§ Datos proporcionados
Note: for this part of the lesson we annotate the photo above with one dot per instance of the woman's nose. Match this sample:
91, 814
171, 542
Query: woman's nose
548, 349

§ Indicación
Devuelve todas las líneas del material anterior, copiadas sin ningún cambio.

§ Resultado
Note: for this part of the lesson we annotate the photo above with one dot per instance of the woman's nose. Match this sample:
91, 814
171, 542
Query: woman's nose
548, 349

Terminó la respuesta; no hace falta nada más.